--- THE RECORDS ---

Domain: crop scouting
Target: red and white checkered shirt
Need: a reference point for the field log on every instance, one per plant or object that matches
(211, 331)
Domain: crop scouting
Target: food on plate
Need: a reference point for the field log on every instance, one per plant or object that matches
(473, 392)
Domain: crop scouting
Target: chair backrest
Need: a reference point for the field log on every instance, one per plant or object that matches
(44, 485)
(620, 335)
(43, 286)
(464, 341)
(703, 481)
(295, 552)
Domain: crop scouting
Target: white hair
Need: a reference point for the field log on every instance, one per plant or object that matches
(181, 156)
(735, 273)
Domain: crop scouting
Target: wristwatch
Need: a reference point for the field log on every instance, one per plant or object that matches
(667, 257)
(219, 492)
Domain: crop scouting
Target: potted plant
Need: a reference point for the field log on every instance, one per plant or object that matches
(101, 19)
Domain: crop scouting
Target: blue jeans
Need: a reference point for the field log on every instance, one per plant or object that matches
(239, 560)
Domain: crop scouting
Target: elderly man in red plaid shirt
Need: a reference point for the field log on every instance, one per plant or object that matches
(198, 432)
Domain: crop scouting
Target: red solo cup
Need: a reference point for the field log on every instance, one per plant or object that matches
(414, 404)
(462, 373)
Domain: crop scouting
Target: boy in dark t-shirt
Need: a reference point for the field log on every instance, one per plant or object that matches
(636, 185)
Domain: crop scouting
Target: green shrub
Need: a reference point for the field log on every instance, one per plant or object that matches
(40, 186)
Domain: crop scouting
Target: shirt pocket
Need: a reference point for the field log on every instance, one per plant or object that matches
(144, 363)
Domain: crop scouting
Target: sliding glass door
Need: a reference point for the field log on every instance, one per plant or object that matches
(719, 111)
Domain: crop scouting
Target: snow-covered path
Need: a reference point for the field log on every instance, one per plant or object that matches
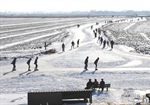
(128, 73)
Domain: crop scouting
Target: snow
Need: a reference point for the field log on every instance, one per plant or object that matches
(126, 71)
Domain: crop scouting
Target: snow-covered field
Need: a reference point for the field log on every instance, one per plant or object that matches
(128, 72)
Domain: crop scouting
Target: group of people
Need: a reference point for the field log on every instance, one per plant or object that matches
(87, 60)
(95, 84)
(72, 45)
(28, 63)
(101, 40)
(105, 42)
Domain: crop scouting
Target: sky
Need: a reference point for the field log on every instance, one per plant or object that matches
(72, 5)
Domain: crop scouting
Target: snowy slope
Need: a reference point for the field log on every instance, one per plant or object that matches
(128, 72)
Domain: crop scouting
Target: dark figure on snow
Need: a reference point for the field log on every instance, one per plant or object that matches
(28, 62)
(107, 43)
(63, 47)
(111, 44)
(95, 33)
(72, 45)
(14, 64)
(98, 40)
(86, 63)
(89, 85)
(91, 27)
(99, 31)
(35, 62)
(95, 62)
(95, 84)
(104, 44)
(45, 45)
(101, 40)
(102, 84)
(78, 42)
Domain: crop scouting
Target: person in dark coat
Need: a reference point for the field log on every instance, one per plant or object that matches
(86, 63)
(63, 47)
(111, 44)
(28, 62)
(95, 62)
(102, 84)
(95, 84)
(104, 44)
(101, 40)
(35, 62)
(78, 42)
(14, 64)
(89, 85)
(72, 45)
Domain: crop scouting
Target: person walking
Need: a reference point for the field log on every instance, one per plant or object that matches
(102, 84)
(28, 62)
(111, 44)
(95, 62)
(63, 47)
(86, 63)
(78, 42)
(89, 84)
(14, 64)
(72, 45)
(95, 84)
(35, 62)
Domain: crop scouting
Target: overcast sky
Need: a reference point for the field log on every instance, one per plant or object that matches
(72, 5)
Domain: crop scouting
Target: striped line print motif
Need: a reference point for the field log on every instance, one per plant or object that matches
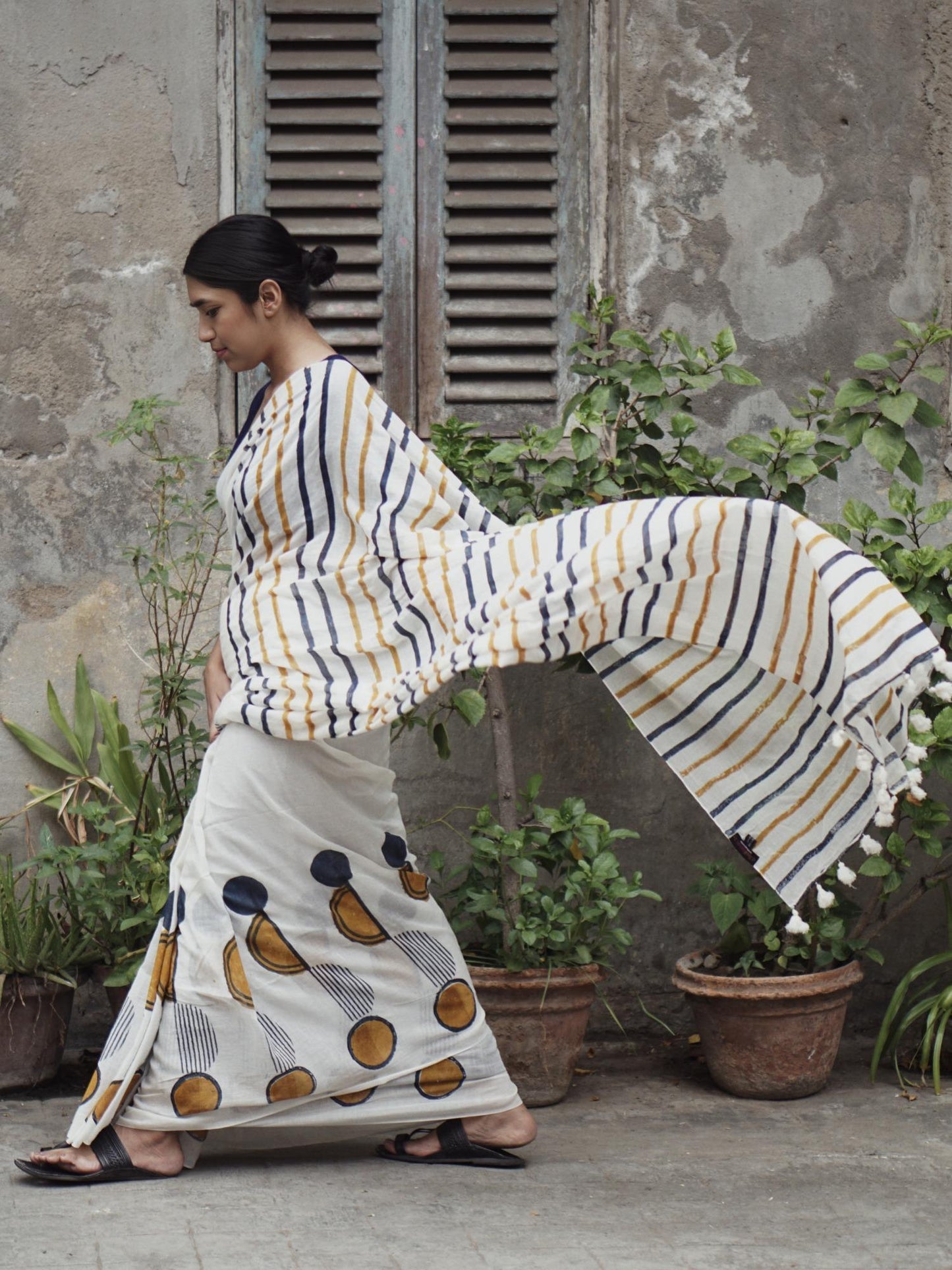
(737, 634)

---

▸ EXERCISE PROMPT: All the lines that hold the word "person" must appear in the answer, copied from the records.

▸ RESULT OF THE EXERCISE:
Target: person in dark coat
Target: person walking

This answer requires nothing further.